> DO THIS:
Rewrite everything from the line containing "Would you be able to determine the whereabouts of the potted" down to the end of the material, requests included, and shift every box coordinate in the answers by adding -87.

>> START RAW DATA

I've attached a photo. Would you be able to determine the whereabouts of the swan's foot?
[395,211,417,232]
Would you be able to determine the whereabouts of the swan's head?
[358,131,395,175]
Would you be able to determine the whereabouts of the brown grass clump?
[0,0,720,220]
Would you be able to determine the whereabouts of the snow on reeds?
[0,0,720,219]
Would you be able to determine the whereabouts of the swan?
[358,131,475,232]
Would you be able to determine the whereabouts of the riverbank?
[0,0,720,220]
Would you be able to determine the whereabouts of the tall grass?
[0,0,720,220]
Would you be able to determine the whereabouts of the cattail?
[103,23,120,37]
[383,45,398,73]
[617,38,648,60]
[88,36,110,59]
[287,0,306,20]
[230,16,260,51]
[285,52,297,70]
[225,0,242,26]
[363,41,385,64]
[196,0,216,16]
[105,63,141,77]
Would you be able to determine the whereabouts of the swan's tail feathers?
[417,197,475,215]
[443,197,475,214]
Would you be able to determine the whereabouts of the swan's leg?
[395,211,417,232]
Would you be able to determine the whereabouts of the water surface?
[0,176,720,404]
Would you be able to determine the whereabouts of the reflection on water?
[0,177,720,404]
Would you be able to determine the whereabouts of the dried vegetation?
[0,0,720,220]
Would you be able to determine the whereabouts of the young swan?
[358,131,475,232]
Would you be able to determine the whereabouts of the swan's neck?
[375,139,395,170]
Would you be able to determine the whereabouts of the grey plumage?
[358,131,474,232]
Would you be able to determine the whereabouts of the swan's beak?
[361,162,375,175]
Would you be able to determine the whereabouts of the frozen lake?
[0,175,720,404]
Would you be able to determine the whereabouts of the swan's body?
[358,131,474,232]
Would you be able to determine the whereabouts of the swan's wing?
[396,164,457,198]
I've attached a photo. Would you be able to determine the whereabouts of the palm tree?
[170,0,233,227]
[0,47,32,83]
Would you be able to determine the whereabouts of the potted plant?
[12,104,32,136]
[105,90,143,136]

>> END RAW DATA

> FINAL RESULT:
Would you be able to determine the whereabouts of the potted plant?
[-75,17,-55,49]
[18,3,56,49]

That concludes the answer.